**DATA LISTING**.

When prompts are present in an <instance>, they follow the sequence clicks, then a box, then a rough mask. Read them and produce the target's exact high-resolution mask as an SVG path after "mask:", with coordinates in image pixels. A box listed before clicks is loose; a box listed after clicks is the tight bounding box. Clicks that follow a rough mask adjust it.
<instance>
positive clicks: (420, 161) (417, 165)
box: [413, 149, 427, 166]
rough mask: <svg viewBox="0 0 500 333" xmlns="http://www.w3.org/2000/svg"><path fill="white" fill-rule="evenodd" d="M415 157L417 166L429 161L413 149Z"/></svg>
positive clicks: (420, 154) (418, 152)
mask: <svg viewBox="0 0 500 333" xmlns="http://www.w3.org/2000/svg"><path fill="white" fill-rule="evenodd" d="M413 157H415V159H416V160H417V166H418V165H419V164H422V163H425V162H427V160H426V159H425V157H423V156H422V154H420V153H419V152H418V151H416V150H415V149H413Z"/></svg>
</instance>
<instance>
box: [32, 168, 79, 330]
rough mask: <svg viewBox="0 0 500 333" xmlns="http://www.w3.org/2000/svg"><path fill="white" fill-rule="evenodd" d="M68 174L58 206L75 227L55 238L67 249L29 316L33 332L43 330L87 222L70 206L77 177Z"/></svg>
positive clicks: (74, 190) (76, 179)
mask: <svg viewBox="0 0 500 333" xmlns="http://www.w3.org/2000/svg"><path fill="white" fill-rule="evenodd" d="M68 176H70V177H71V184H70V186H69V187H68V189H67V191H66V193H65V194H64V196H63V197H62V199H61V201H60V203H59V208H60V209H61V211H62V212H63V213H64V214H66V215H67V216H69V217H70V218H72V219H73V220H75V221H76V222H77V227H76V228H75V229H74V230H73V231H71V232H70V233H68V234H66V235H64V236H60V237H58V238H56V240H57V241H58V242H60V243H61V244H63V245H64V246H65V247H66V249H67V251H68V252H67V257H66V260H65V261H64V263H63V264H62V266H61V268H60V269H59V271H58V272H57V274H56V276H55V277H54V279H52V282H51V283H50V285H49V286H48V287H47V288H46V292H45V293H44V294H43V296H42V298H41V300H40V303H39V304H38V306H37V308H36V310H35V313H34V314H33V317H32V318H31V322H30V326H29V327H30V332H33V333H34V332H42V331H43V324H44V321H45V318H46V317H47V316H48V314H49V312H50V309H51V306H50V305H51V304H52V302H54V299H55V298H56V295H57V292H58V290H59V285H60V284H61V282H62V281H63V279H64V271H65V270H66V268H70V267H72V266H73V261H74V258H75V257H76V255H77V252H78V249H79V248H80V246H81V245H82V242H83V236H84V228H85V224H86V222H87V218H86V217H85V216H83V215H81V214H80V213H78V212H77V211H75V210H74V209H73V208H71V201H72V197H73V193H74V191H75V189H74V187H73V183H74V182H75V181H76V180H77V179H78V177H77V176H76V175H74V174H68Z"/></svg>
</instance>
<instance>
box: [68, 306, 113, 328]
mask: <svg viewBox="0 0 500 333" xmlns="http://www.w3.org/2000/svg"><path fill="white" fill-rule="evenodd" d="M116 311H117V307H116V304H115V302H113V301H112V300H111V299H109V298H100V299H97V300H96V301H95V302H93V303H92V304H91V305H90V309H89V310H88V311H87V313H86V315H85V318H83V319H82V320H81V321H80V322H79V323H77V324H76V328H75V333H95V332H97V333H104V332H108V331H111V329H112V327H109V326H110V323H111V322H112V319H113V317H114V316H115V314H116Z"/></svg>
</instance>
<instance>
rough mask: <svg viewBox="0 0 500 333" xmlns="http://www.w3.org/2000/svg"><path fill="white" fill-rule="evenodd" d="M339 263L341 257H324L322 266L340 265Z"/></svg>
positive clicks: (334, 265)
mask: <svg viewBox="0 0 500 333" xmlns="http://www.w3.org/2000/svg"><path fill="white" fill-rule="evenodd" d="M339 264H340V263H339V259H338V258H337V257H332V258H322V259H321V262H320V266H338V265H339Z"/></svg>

**BRIEF**. Only lines with the word "rough" should be collected from the material.

**ANSWER TO THE PROBLEM**.
When prompts are present in an <instance>, they follow the sequence clicks, then a box, then a rough mask. Read them and produce the target's exact high-resolution mask as an SVG path after "mask:", with coordinates in image pixels. A box listed before clicks is loose; a box listed after clicks is the tight bounding box. Clicks that follow a rough mask adjust it.
rough mask: <svg viewBox="0 0 500 333" xmlns="http://www.w3.org/2000/svg"><path fill="white" fill-rule="evenodd" d="M415 157L417 166L429 161L413 149Z"/></svg>
rough mask: <svg viewBox="0 0 500 333" xmlns="http://www.w3.org/2000/svg"><path fill="white" fill-rule="evenodd" d="M68 174L58 206L75 227L55 238L67 249L29 316L33 332L43 330L87 222L70 206L77 177Z"/></svg>
rough mask: <svg viewBox="0 0 500 333" xmlns="http://www.w3.org/2000/svg"><path fill="white" fill-rule="evenodd" d="M339 263L341 257H324L322 266L340 265Z"/></svg>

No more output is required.